**CO ZROBIĆ:** Dopisz dalszy ciąg zamieszczonej niżej relacji z Biegu Wisły, zaczynając tuż po jej ostatnim zdaniu.

Bieg Wisły: Bezkonkurencyjny (znów) Sebastian Polak. Zwyciężczyni... zaspała [ZDJĘCIA]

 

Bieg Wisły: Bezkonkurencyjny (znów) Sebastian Polak. Zwyciężczyni... zaspała [ZDJĘCIA]


Opublikowane w sob., 23/05/2015 - 18:13

Mimo, że od pierwszej edycji Biegu Wisły upłyneło już sporo wody w rzece, pewne rzeczy w Warszawie wciąż pozostają bez zmian. Imprezę po raz czwarty zwyciężył Sebastian Polak.

Jubileuszowa piąta edycja biegu rozpoczęła się dziś w stolicy z półgodzinnym poślizgiem. Na minuty przed startem biuro zawodów przeżywało prawdziwe oblężenie, bo biegacze w ostatniej chwili chcieli odebrać pakiety startowe. Kilka osób chciało zapisać się jeszcze w dniu startu, a ponieważ nie zdążyli, wystartowali rekreacyjnie bez numerów.

Z prądem i pod prąd

Trasa biegu praktycznie cały czas prowadziła brzegiem Wisły. Start znajduje się na 517. kilometrze rzeki, czyli w praktyce na wysokości siedziby Polskiego Komitetu Olimpijskiego. Następnie uczestnicy biegli w kierunku Mostu Grota Roweckiego, gdzie robili nawrót. Dalej czekała ich już prosta w kierunku Mostu Łazienkowskiego. Po drodze przebiegali pod Mostem Gdańskim, Śląsko-Dąbrowskim, przez kładkę w Porcie Praskim oraz pod Mostem Poniatowskiego. Ostatnie metry to już plaża Kępa przy remontowany Moście Łazienkowskim. W sumoe do pokonania było ok. 10 km.

Zawodnicy przez cały czas mogli obserwować piękną panoramę lewego brzegu Warszawy. Pogoda sprzyjała rywalizacji, chociaż przez cały dzień utrzymywało się delikatne zachmurzenie. Gdy zaś pierwsi zawodnicy byli już na necie, zaczął padać ciepły, wiosenny deszcz.

Ja Wisła, Ja Wisła

Trasę najszybciej pokonał Sebastian Polak. Czasem 32:23 przy okazji ustanowił rekord stołecznej trasy. – Pierwszy raz, odkąd pamiętam, jest tu tak dobra pogoda do biegania. Co prawda jest trochę parno, ale nie na tyle, żeby nie dało się biec. Po 3 km, gdy zaczęły się pagórki, trochę przyspieszyłem. Zacząłem się nakręcać z kilometra na kilometr i odjechałem kolegom z Entre... – zrelacjonował krótko popularny „Słonik”.

– Czy żałuję, że nie mam kompletu zwycięstw? (śmiech). Trochę może szkoda, jednak traktuję te starty jako dobrą zabawę – przekonywał z przekorem Sebastian Polak. – Do pierwszego biegu, którego nie wygrałem, nie byłem zapisany. Organizatorzy mieli wydawać pakiety na 10 minut przed startem jak ktoś nie przyjdzie. Ostatecznie zaczęli robić to później, ale bieg się nie przesunął jak dziś, tylko rozpoczął o czasie. Zanim oddałem rzeczy do depozytu i pobrałem numerek, już byłem ostatni. Wyprzedziłem prawie wszystkich… oprócz Sylwestra Kuśmierza – wspominał Sebastian Polak imprezę z 2010 roku. Podkreślał unikalny charakter biegu, rozgrywango w ramach Święta Wisły.

**ZAPISANE WPISY:**
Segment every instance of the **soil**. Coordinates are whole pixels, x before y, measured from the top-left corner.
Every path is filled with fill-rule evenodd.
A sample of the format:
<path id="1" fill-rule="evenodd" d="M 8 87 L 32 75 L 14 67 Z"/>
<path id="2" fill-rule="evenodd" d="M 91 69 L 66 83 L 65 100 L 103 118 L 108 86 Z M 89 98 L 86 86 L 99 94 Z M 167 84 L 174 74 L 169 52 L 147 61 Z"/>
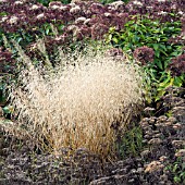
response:
<path id="1" fill-rule="evenodd" d="M 32 148 L 29 141 L 7 134 L 0 124 L 0 185 L 185 183 L 185 177 L 175 178 L 185 169 L 185 89 L 169 88 L 144 114 L 138 123 L 143 130 L 143 151 L 137 157 L 114 162 L 102 162 L 84 148 L 76 150 L 73 158 L 42 153 Z M 172 170 L 175 163 L 177 168 Z"/>

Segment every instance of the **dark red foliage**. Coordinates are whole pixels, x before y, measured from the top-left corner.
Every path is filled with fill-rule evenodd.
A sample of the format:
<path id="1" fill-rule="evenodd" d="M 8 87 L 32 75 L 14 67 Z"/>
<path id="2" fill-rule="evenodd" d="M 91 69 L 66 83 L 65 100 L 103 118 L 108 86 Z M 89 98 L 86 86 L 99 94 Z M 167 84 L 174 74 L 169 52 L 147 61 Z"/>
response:
<path id="1" fill-rule="evenodd" d="M 15 60 L 12 53 L 0 47 L 0 73 L 13 73 L 15 70 Z"/>

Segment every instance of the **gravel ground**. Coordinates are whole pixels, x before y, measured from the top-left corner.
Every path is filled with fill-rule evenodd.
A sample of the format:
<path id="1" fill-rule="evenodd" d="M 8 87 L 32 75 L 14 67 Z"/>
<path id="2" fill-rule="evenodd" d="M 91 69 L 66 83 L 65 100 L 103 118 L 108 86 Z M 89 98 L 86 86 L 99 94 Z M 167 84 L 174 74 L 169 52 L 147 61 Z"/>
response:
<path id="1" fill-rule="evenodd" d="M 5 136 L 0 125 L 0 185 L 185 183 L 185 176 L 174 182 L 178 172 L 185 173 L 185 89 L 169 88 L 155 107 L 147 107 L 139 122 L 145 144 L 140 155 L 115 162 L 102 162 L 83 148 L 73 158 L 35 152 L 28 143 L 23 146 L 13 136 Z"/>

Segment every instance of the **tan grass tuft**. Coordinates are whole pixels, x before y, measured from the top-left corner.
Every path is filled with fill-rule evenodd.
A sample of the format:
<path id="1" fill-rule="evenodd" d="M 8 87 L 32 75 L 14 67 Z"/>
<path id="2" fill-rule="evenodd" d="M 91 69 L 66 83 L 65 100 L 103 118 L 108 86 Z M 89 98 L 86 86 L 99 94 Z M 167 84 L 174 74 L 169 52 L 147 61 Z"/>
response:
<path id="1" fill-rule="evenodd" d="M 141 102 L 136 67 L 103 54 L 86 54 L 70 62 L 63 58 L 63 64 L 70 64 L 40 72 L 21 53 L 28 67 L 20 74 L 22 86 L 11 91 L 18 134 L 50 151 L 83 147 L 101 157 L 113 153 L 112 123 L 124 122 Z"/>

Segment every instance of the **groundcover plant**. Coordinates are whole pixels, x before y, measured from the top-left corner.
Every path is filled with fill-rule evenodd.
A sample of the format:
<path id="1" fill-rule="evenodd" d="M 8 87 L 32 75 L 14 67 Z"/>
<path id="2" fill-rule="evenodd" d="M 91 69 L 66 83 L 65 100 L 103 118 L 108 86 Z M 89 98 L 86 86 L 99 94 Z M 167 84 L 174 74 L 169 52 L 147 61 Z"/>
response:
<path id="1" fill-rule="evenodd" d="M 4 124 L 8 133 L 55 153 L 87 148 L 103 159 L 125 159 L 164 139 L 169 176 L 182 183 L 170 135 L 184 139 L 175 125 L 183 124 L 171 118 L 184 110 L 176 108 L 185 85 L 184 0 L 111 1 L 0 0 L 0 115 L 13 121 Z M 171 97 L 174 86 L 180 97 Z M 152 107 L 144 125 L 136 104 Z M 156 118 L 161 112 L 171 121 Z M 163 120 L 171 127 L 158 131 Z M 163 151 L 155 149 L 148 149 L 150 160 Z M 146 160 L 146 173 L 162 169 L 161 161 Z"/>

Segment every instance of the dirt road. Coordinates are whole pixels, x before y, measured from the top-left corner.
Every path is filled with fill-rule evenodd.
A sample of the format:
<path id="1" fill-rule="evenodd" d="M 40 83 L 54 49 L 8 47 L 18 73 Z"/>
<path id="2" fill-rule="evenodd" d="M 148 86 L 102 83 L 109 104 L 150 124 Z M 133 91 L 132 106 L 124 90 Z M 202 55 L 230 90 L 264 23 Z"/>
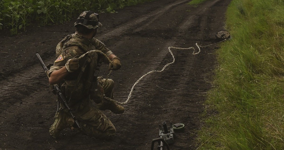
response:
<path id="1" fill-rule="evenodd" d="M 157 0 L 126 7 L 118 13 L 100 14 L 103 27 L 97 38 L 119 57 L 122 67 L 113 72 L 115 98 L 127 99 L 133 84 L 149 71 L 160 70 L 172 61 L 169 47 L 193 47 L 215 42 L 224 29 L 230 0 L 208 0 L 196 6 L 189 0 Z M 39 53 L 47 64 L 55 60 L 57 43 L 74 30 L 75 19 L 63 25 L 30 26 L 16 37 L 0 33 L 0 149 L 149 149 L 158 124 L 182 123 L 171 149 L 196 148 L 196 131 L 203 110 L 204 93 L 216 65 L 216 45 L 193 50 L 172 49 L 175 62 L 161 73 L 143 78 L 136 86 L 123 114 L 105 111 L 117 134 L 106 141 L 66 129 L 61 138 L 49 135 L 56 111 L 56 97 L 37 62 Z M 2 32 L 3 32 L 3 31 Z M 107 65 L 101 71 L 107 74 Z"/>

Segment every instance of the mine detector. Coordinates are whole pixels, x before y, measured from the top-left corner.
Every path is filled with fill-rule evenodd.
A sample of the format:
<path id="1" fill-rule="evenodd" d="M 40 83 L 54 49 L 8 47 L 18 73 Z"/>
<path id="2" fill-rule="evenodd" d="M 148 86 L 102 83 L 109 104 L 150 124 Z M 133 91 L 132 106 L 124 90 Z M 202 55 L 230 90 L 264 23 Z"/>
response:
<path id="1" fill-rule="evenodd" d="M 170 150 L 169 144 L 174 143 L 174 131 L 179 132 L 183 130 L 184 124 L 182 123 L 177 123 L 173 125 L 171 122 L 169 126 L 167 125 L 165 121 L 162 122 L 162 126 L 159 125 L 159 137 L 152 140 L 151 145 L 151 150 L 154 149 L 155 143 L 157 142 L 159 144 L 158 146 L 158 150 L 163 150 L 164 146 L 167 147 L 168 150 Z"/>

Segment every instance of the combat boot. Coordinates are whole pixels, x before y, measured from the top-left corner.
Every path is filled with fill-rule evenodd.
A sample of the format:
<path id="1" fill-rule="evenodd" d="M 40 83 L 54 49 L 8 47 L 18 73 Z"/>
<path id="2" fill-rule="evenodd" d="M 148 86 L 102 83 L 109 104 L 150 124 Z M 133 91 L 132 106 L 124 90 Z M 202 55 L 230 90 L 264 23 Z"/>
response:
<path id="1" fill-rule="evenodd" d="M 117 104 L 114 100 L 105 98 L 101 102 L 97 104 L 97 106 L 100 110 L 108 109 L 116 114 L 122 113 L 124 111 L 124 108 Z"/>
<path id="2" fill-rule="evenodd" d="M 71 116 L 62 110 L 56 113 L 54 118 L 55 121 L 49 128 L 49 134 L 54 138 L 57 139 L 59 137 L 60 131 L 66 127 L 71 127 L 74 122 Z"/>

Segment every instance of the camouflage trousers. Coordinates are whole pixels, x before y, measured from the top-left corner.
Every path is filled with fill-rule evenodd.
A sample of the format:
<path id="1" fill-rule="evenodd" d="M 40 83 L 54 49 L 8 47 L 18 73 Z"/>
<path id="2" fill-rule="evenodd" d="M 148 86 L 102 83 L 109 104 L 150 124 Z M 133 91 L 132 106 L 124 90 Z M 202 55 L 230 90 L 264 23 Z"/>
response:
<path id="1" fill-rule="evenodd" d="M 102 90 L 98 90 L 98 93 L 96 94 L 100 94 L 100 96 L 103 97 L 104 94 L 106 96 L 113 99 L 113 81 L 111 79 L 106 79 L 101 77 L 98 78 L 98 81 L 101 85 L 102 85 L 104 83 L 104 84 Z M 80 102 L 69 106 L 80 122 L 82 128 L 81 132 L 90 136 L 105 139 L 109 139 L 114 135 L 116 129 L 112 123 L 92 102 L 93 100 L 97 103 L 95 100 L 91 100 L 89 96 L 86 98 L 79 100 L 81 101 Z M 66 112 L 67 110 L 64 109 L 62 110 L 59 113 L 68 113 Z M 56 115 L 55 116 L 56 118 L 58 118 L 59 120 L 72 119 L 69 115 Z"/>
<path id="2" fill-rule="evenodd" d="M 103 95 L 104 94 L 106 97 L 113 99 L 113 81 L 111 79 L 106 79 L 99 77 L 98 81 L 101 85 L 104 84 Z M 93 100 L 95 102 L 95 100 Z M 115 133 L 115 128 L 113 124 L 105 115 L 95 106 L 92 107 L 89 111 L 80 116 L 78 119 L 81 124 L 82 131 L 89 136 L 108 139 Z"/>
<path id="3" fill-rule="evenodd" d="M 115 134 L 115 128 L 112 123 L 95 106 L 92 107 L 86 113 L 77 118 L 81 131 L 88 136 L 107 139 Z"/>

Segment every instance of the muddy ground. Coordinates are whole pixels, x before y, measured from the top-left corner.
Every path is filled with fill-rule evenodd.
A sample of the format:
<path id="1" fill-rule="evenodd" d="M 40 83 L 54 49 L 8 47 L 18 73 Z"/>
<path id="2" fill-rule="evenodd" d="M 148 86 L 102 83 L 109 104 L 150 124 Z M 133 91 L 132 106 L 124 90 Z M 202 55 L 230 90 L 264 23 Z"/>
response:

**WYNIK ZADANIA:**
– Bieg jest darmowy. Nie ma wielkich nagród, dlatego nie przyjeżdżają znani zawodnicy. Ja jednak lubię takie, nieco spontaniczne biegi. Mogę powiedzieć, że to jest moje miejsce, bardzo dobrze się tu czuje – opowiadał Sebastian Polak, zwycięzca czterech z pięciu Biegów Wisły w Warszawie. Gratulacje!

Rekreacja first

Drugi był dziś Zbigniew Lamparski, który na metę wbiegł... bez numeru startowego. Jako trzeci finiszował Robert Zając, tuż za podium Michał Orzeł. Pewnie na MŚ czy ME nie obeszło by się bez protestów i zmiany kolejności na podium, ale nie w Warszawie...

Tylko open

Wśród kobiet zwyciężyła Iwona Rek (42:13), dla której był to pierwszy start w Biegu Wisły. Za swoimi plecami zostawiła Katarzynę Stefańską oraz Jagode Jurkowską. Rok temu w Biegu Wisły zabrakło klasyfikacji dla pań, więc i tym razem biegaczki traktowały zawody treningowo. Na mecie kilka z nich żałowało jednak, że nie dało z siebie trochę więcej.

– Nie myślałam, że tu będzie jakaś rywalizacja. Myślałam, że w regulaminie nagrody przewidziane są dla trzech pierwszych biegaczy. Biegłam więc sobie spokojnie. Zresztą w ogóle myślałam, że nie uda mi się wystartować, bo zaspałam. A jeszcze miałam parę rzeczy do zrobienia... Wszystko było więc robione w biegu. Udało mi się jednak być na czas... – opisywała swoje perypetie Iwona Rek.

– Wynik jednak okazał się miłą niespodzianką, zwłaszcza, że go nie planowałam. Bardzo podoba mi się też medal. Ogólnie jest to miły dzień, fajny czas nad Wisłą – powiedziała Iwona Rek.

Rzeczone medale to krążki w kształcie kotwicy. Inny wodny akcent dnia to darmowa przeprawa promem dla biegaczy na drugą stronę rzeki. Organizatorzy już zapraszają za rok na kolejną edycję. Sebastian Polak już jest na tak...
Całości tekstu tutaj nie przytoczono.